**Instructions:**
a) In the forum thread on show dog height, translate this sentence into Spanish: "Average for bitches around here seems to be 21-23 inches."
b) According to the forum thread on show dog height, how tall is Stella?

# Start of Passage given

# Height for show dogs



## Poodlerunner (Jul 4, 2014)

So I know there is a definitive height for Standards, I believe it is 19 inches? But I'm wondering what is the considered too small in the show ring for a bitch. And, also, is it harder to finish a smaller bitch? And one more question  Is there a size which breeders hope their dog's attain? 

Just wondering 

TIA

pr


----------



## spindledreams (Aug 7, 2012)

Officially in the US anything over 15 inches is a standard. Most dogs competing in the show ring are in 21 to 26 inch size range. I don't think many folks would show a standard under 18 inches tall but don't quote me on it. I actually think the bigger dogs have more of a disadvantage then a smaller dog. They tend to look coarse and clumsy compared to the average size and smaller dogs.


----------



## AngelAviary (Aug 12, 2014)

My Stella is 24 inches and I get a lot of comments that she is a perfect size for a bitch. I also have heard anything over 15 in with Standard parents is considered a standard. Have not seen one that small myself so I don't think many have them that small out showing.


----------



## CharismaticMillie (Jun 16, 2010)

As was already stated, a standard poodle is at least 15 inches at the shoulder. Average for bitches around here seems to be 21-23 inches.


----------

# End of Passage given
# Start of Recorded data

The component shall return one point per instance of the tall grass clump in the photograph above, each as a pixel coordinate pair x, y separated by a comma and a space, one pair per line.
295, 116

# End of Recorded data

**List of solutions:**
a) El promedio para las hembras por aquí parece ser de 21 a 23 pulgadas.

b) Stella is 24 inches tall.